━━ EXTRACTED TEXT ━━
Adolfo Millabur Ñancuil (born 30 August, 1966 in Tirúa, Arauco) is a Mapuche politician in Chile. Millabur served as Mayor of Tirúa from 1994 to 2011, holding the distinction of being the first Mapuche mayor in Chilean history.

Early life 
Millabur was raised in a family of eight brothers in El Malo, Biobío Region, located 35 kilometers from Tirúa. He stated that he would wake up at 5 AM every morning to walk 30 kilometers to school each day.

Career 
In 1992, Millabur was elected as a councillor in Tirúa. In 1996, he was elected to serve as Mayor of Tirúa, making him the first Mapuche mayor in Chilean history. 

Millabur participated in the formation of the Lafkenche Territorial Identity organization, a group dedicated defending Mapuche autonomy and the recovery and preservation of the nation's traditional lands.
━━━
━━ ENTRIES SHOWN ━━
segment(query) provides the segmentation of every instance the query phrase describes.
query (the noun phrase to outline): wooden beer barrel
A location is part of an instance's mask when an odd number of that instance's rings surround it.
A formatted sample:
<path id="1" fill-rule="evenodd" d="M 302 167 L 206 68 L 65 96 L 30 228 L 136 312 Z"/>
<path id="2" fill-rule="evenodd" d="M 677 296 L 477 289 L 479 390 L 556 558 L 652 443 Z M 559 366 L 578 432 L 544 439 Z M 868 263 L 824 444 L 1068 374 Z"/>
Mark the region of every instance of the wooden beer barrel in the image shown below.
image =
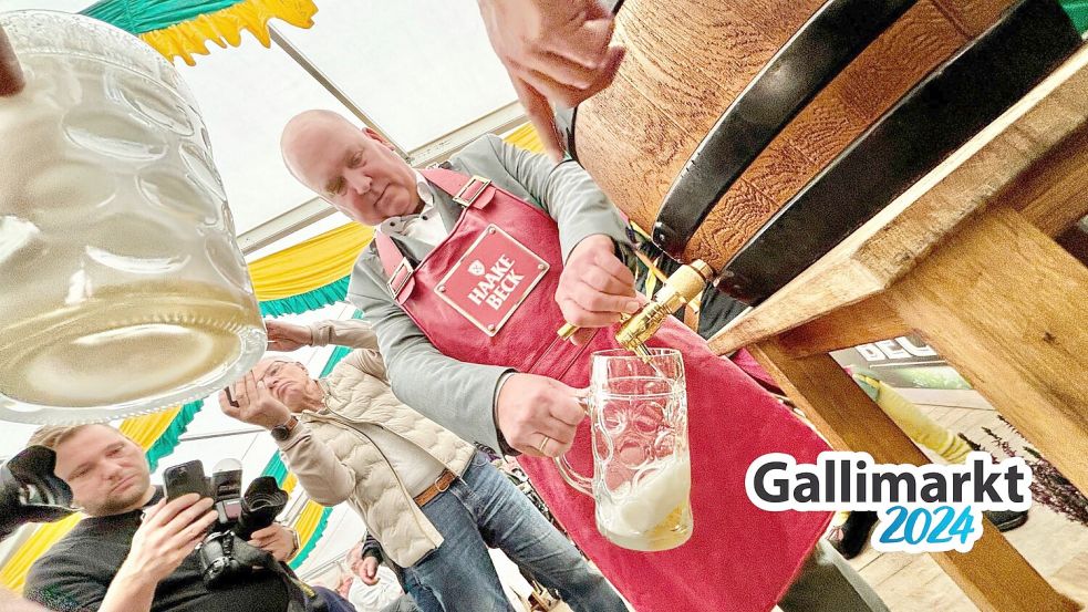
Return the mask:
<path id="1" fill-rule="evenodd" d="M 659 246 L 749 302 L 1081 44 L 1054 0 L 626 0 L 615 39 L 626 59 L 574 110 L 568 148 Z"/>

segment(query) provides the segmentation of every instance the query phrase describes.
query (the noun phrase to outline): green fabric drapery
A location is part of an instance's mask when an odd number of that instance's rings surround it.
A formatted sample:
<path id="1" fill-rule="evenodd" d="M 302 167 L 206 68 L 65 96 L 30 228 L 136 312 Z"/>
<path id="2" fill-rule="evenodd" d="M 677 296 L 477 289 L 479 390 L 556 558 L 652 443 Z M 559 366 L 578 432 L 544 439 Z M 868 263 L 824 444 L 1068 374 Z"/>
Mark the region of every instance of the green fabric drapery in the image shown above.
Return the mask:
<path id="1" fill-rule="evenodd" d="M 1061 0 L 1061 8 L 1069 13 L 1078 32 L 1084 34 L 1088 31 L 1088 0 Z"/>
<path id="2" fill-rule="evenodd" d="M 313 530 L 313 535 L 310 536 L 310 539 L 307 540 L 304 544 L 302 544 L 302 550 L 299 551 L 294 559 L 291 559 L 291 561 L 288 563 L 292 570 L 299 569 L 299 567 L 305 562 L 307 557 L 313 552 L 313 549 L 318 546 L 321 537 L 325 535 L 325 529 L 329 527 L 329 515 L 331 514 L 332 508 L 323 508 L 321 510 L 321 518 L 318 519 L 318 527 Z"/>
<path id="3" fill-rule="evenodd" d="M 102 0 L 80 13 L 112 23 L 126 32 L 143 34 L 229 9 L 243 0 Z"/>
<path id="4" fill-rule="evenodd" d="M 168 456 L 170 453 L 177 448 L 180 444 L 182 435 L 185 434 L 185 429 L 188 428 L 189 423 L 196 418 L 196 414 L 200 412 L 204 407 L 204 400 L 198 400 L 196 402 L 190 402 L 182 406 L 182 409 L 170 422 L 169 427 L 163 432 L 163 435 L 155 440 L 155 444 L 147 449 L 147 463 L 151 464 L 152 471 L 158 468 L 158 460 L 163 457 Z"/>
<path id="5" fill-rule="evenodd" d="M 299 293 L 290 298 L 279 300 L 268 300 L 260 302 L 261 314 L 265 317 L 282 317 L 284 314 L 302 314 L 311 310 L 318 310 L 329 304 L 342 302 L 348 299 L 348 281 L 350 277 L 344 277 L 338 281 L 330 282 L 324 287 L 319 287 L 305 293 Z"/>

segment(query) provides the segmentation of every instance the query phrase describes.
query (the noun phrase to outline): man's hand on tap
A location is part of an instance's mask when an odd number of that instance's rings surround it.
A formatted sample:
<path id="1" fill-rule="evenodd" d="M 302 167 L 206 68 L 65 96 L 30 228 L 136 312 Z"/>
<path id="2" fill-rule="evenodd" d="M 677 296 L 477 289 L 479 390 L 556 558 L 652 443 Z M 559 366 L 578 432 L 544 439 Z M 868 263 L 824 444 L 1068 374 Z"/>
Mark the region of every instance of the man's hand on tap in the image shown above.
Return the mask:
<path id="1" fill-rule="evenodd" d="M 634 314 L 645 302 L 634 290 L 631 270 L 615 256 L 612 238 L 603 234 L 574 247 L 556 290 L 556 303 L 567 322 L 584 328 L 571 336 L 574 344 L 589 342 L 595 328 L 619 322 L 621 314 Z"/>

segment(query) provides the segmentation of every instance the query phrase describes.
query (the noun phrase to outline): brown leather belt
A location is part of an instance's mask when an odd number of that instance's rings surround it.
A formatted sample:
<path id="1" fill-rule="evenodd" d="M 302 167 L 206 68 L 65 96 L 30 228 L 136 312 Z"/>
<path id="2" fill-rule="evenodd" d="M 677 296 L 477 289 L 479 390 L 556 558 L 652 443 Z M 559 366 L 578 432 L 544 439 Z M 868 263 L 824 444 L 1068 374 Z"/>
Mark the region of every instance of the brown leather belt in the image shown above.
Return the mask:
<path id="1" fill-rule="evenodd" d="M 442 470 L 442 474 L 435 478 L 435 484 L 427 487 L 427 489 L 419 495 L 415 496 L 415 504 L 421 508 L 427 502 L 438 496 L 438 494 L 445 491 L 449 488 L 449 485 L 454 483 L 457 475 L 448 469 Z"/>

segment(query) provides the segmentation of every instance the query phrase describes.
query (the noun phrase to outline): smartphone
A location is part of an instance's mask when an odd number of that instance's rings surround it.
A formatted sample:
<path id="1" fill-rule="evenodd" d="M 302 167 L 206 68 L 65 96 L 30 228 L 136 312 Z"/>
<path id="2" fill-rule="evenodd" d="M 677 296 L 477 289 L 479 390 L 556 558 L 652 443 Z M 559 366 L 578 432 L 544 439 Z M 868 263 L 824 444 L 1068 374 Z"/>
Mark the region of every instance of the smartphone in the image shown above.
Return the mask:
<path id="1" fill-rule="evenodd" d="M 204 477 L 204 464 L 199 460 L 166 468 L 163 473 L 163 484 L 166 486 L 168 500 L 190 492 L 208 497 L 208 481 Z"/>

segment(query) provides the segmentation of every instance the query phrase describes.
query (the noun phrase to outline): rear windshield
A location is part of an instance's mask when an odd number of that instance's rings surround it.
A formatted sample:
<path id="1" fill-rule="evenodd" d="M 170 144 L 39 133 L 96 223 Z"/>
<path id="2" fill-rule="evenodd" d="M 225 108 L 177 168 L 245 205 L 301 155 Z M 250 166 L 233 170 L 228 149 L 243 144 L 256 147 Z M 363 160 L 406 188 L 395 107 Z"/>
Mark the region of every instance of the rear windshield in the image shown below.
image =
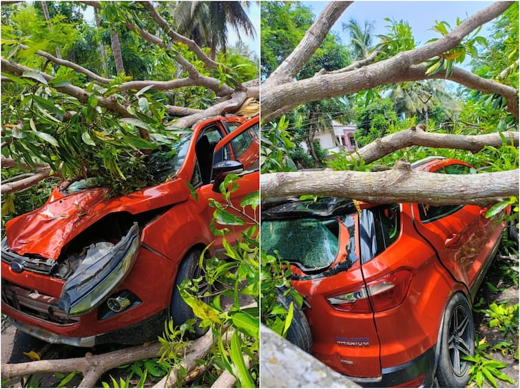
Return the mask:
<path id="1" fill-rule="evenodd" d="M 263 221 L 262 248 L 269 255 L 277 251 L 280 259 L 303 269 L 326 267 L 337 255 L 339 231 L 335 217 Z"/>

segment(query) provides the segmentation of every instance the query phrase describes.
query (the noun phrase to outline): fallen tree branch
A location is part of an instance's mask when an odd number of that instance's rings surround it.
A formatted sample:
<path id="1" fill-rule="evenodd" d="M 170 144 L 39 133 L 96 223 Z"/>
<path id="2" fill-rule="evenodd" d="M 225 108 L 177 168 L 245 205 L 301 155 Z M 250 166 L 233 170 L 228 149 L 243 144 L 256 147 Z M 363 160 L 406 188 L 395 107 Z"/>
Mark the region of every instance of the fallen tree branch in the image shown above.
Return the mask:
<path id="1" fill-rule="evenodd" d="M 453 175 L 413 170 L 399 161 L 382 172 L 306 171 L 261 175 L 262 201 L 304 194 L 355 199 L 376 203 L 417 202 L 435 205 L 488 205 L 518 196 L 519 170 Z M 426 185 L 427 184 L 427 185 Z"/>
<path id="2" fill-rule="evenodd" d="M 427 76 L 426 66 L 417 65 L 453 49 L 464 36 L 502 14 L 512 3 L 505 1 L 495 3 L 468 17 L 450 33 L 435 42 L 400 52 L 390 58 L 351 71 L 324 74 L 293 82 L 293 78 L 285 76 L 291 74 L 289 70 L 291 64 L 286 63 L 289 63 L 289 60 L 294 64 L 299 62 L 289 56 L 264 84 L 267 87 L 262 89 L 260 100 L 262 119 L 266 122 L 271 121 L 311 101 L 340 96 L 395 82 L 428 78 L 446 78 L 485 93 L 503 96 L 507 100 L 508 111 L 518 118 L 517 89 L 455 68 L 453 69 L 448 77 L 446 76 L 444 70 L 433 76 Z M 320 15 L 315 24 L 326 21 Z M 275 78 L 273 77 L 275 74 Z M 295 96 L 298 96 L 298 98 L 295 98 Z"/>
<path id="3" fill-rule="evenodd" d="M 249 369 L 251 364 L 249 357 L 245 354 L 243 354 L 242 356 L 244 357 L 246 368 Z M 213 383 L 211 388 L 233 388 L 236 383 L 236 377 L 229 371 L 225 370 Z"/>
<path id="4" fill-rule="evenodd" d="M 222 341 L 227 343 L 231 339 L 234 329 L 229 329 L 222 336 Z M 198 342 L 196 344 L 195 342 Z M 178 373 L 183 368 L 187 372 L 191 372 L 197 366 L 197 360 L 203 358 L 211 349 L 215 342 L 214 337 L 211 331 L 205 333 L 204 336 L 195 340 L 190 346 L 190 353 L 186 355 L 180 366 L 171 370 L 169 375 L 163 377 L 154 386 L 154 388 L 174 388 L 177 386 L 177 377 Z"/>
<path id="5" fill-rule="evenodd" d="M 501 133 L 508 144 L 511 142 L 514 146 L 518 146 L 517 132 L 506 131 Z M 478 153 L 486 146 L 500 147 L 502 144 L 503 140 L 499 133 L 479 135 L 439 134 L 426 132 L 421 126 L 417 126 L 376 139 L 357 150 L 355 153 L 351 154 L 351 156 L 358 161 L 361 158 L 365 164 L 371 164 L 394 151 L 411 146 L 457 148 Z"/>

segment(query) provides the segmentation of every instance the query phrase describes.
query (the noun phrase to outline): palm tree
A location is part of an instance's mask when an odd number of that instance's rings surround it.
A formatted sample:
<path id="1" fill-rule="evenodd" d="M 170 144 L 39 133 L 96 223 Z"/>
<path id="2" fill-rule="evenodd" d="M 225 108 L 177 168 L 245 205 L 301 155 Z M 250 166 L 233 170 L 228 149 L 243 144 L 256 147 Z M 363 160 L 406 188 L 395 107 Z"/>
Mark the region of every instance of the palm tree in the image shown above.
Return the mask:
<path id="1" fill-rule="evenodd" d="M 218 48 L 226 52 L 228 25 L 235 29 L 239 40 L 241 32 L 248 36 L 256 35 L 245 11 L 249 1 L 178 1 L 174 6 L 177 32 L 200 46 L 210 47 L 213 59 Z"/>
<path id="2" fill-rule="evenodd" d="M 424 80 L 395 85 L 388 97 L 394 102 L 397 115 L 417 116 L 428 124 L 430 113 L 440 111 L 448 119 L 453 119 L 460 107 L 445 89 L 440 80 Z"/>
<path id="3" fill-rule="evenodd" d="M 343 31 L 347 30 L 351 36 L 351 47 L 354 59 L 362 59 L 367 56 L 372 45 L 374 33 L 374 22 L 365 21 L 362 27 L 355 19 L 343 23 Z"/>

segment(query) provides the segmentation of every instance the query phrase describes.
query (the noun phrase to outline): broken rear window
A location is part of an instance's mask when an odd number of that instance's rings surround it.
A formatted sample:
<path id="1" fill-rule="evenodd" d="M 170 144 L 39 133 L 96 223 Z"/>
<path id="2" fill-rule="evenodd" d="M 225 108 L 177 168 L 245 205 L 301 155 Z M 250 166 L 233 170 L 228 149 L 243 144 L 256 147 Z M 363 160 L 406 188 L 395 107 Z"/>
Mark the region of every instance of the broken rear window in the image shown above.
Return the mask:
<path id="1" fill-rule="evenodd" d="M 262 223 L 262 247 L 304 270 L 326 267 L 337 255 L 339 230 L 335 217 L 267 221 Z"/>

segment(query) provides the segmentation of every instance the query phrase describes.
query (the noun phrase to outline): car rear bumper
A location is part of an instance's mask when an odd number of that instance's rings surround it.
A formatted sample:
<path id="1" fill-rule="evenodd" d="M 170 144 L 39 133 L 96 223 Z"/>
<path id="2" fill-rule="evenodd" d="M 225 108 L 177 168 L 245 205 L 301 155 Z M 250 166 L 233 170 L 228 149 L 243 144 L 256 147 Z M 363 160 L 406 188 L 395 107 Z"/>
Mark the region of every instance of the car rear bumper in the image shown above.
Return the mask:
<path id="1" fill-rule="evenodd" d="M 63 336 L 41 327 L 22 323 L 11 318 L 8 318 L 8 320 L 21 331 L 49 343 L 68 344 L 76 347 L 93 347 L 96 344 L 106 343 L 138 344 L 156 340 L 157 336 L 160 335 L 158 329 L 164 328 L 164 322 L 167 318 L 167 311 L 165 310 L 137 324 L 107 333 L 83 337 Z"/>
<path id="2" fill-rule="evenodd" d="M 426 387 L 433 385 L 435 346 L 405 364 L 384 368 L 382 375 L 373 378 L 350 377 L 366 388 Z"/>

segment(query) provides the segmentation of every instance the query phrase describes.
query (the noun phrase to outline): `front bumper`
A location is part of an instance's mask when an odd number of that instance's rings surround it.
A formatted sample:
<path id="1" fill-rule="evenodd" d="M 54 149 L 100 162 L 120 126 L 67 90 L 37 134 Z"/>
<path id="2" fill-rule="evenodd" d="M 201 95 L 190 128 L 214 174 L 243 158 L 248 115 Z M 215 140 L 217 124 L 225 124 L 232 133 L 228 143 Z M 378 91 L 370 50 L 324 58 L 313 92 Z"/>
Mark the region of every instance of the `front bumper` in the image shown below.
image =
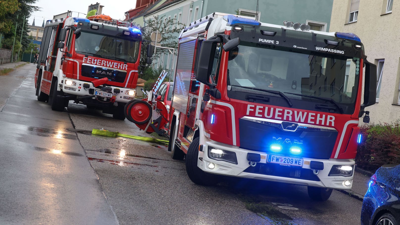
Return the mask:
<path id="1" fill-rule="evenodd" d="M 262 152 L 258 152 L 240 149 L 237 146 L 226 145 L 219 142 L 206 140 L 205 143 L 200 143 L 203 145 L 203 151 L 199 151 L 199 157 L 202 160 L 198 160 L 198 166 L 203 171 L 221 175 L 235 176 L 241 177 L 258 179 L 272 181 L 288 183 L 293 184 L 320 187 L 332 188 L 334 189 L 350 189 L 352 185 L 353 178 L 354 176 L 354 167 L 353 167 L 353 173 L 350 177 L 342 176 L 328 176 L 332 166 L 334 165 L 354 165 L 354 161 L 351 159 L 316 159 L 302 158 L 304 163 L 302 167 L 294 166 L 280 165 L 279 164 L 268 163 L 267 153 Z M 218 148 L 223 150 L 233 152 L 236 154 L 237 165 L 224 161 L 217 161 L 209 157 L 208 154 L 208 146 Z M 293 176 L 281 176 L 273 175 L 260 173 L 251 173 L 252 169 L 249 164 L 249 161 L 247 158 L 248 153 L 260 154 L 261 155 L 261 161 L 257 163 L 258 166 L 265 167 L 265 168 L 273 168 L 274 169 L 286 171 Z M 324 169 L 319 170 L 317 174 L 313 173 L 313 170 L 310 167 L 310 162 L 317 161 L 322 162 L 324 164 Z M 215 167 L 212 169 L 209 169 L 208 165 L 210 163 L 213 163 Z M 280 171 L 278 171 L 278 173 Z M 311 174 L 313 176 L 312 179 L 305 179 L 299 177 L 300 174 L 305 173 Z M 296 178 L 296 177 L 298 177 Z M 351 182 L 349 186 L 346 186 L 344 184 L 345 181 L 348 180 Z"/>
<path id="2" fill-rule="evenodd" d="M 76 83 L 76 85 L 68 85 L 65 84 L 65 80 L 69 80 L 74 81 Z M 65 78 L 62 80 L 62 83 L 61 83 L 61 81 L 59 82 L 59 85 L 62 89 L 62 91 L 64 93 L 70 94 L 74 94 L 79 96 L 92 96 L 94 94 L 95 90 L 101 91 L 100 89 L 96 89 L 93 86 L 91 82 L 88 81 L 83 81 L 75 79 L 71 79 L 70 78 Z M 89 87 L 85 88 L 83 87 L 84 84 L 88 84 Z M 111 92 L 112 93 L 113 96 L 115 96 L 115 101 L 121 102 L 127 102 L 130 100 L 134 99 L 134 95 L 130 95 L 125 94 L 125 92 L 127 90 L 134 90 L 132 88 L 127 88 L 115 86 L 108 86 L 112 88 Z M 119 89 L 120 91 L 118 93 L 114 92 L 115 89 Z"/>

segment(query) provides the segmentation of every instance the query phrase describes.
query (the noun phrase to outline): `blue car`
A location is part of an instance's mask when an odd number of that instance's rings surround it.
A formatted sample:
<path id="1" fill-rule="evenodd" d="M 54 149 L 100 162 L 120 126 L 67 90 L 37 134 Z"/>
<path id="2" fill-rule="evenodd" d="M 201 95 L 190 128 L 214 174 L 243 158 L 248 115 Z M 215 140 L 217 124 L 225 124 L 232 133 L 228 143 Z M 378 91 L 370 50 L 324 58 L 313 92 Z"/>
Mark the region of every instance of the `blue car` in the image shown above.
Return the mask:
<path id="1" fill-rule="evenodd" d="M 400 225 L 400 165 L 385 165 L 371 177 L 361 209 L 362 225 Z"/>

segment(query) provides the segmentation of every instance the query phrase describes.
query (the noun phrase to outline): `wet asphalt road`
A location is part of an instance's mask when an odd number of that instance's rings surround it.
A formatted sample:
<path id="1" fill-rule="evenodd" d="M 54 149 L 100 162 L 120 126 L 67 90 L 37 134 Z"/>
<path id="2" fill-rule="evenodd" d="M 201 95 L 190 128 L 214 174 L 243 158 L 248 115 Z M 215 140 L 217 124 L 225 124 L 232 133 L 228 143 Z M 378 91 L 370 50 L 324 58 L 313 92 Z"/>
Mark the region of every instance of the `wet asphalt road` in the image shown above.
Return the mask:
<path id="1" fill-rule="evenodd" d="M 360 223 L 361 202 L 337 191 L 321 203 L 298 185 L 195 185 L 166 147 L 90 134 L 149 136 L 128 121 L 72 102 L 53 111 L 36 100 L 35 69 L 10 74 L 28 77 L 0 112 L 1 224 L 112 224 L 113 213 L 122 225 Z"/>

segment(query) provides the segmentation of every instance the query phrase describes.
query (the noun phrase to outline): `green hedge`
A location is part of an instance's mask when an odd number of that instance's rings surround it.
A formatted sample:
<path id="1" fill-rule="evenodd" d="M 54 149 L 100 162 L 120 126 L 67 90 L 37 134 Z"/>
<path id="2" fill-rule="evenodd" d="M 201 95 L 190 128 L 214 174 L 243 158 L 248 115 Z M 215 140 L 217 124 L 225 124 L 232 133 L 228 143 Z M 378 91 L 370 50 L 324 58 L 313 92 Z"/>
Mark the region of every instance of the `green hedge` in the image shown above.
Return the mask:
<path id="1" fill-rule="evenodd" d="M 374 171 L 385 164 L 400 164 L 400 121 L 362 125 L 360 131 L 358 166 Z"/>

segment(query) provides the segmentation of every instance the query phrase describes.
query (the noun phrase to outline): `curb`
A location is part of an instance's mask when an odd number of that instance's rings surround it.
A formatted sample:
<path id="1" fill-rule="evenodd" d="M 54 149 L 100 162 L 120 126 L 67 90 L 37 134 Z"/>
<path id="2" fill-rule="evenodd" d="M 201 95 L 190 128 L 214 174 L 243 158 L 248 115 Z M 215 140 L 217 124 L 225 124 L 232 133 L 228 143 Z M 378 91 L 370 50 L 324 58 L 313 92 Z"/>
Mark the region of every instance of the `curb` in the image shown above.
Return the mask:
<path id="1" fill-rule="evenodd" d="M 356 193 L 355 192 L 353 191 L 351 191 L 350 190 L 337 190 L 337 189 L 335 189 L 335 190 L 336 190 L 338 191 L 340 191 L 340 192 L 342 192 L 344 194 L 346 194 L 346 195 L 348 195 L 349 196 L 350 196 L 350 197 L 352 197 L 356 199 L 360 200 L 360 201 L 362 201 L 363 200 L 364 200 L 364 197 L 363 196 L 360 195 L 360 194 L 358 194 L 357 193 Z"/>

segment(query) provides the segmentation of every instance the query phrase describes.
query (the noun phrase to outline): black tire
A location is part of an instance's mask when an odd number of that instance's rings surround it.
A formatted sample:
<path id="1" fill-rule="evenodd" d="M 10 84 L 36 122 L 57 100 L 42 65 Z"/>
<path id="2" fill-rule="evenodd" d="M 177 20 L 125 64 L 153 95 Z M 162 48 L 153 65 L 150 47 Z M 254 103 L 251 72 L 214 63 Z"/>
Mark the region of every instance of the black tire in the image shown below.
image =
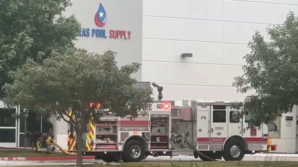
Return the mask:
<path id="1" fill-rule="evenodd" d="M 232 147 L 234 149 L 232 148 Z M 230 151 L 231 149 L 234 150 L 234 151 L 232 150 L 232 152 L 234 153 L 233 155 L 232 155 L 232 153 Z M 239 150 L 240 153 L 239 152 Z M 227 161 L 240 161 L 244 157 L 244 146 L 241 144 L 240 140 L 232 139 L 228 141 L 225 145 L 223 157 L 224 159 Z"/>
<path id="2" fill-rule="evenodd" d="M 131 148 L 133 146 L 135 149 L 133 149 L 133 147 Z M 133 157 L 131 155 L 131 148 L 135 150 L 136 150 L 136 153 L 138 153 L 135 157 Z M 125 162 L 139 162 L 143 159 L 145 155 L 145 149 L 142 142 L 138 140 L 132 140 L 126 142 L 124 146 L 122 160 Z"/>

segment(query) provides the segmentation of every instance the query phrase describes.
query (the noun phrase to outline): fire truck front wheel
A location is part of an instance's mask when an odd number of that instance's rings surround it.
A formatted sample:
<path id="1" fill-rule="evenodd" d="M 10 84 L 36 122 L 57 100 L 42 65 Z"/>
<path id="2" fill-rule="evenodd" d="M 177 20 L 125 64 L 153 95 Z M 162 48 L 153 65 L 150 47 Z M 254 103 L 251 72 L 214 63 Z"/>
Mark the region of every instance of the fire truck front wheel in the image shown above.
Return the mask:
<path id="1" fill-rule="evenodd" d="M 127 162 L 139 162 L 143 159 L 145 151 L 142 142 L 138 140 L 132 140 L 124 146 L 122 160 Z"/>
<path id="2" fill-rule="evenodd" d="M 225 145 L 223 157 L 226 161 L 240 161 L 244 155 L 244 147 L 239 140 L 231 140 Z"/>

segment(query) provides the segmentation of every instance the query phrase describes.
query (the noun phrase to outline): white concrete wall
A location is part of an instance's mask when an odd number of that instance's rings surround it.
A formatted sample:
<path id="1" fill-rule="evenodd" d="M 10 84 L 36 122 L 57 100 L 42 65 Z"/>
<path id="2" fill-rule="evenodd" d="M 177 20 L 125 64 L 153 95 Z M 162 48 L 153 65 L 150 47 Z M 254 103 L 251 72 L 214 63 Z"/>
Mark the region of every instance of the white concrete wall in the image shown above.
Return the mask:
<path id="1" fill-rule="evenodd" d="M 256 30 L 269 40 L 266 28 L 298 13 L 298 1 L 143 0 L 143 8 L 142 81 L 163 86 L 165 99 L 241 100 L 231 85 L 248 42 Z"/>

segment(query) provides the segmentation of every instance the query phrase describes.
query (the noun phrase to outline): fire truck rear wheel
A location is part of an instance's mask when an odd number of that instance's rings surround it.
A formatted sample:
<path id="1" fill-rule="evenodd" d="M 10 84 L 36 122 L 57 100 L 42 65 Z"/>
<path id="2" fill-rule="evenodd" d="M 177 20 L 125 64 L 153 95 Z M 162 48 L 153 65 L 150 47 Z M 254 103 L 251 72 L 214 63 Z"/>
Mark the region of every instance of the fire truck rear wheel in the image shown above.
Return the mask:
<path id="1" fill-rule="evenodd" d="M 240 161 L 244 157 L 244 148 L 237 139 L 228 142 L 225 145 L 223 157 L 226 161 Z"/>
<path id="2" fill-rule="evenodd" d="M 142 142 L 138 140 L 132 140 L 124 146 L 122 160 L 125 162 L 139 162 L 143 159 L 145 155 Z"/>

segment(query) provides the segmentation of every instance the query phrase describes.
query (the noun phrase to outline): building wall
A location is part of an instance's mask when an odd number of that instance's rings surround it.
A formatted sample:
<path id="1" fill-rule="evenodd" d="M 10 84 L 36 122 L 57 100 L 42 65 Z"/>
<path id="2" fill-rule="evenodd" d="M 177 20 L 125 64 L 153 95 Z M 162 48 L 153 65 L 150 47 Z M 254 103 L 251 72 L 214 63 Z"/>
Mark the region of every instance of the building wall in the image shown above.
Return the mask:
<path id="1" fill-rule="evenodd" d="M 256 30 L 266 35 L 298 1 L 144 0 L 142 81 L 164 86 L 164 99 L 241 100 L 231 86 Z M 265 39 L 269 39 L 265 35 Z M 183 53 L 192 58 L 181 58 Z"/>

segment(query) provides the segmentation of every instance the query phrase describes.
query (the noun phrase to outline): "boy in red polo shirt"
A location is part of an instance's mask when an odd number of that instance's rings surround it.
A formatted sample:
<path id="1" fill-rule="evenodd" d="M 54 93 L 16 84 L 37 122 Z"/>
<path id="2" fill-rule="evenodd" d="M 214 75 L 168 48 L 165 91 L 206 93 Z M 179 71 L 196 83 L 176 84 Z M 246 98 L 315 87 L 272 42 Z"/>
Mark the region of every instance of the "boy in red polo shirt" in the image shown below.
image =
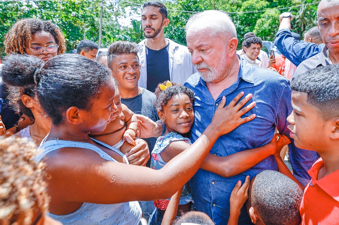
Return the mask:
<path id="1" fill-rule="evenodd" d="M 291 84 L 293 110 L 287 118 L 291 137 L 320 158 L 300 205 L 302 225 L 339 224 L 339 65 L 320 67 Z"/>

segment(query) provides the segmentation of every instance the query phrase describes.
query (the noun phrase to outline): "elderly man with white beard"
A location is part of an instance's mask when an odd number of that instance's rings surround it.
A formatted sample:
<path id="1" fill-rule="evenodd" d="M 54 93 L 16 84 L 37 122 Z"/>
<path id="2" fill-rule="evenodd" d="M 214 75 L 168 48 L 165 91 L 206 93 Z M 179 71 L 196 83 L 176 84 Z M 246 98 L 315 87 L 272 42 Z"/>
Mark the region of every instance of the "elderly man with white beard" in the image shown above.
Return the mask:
━━━
* _SET PROBLEM 1_: Transcribe the stretch of the Adolfo Millabur article from "Adolfo Millabur Ñancuil" through "nation's traditional lands.".
* _SET PROBLEM 2_: Summarize the Adolfo Millabur article in two sentences.
The lines above are separate material and are unrelated to the Adolfo Millabur article.

* _FULL RESPONSE 1_:
Adolfo Millabur Ñancuil (born 30 August, 1966 in Tirúa, Arauco) is a Mapuche politician in Chile. Millabur served as Mayor of Tirúa from 1994 to 2011, holding the distinction of being the first Mapuche mayor in Chilean history.

Early life 
Millabur was raised in a family of eight brothers in El Malo, Biobío Region, located 35 kilometers from Tirúa. He stated that he would wake up at 5 AM every morning to walk 30 kilometers to school each day.

Career 
In 1992, Millabur was elected as a councillor in Tirúa. In 1996, he was elected to serve as Mayor of Tirúa, making him the first Mapuche mayor in Chilean history. 

Millabur participated in the formation of the Lafkenche Territorial Identity organization, a group dedicated defending Mapuche autonomy and the recovery and preservation of the nation's traditional lands.

* _FULL RESPONSE 2_: Adolfo Millabur Ñancuil is a Mapuche politician in Chile who, as Mayor of Tirúa, became the first Mapuche mayor in Chilean history. Raised in a family of eight brothers in El Malo, he was elected a councillor in Tirúa in 1992 and took part in forming the Lafkenche Territorial Identity organization, which defends Mapuche autonomy and the recovery and preservation of traditional lands.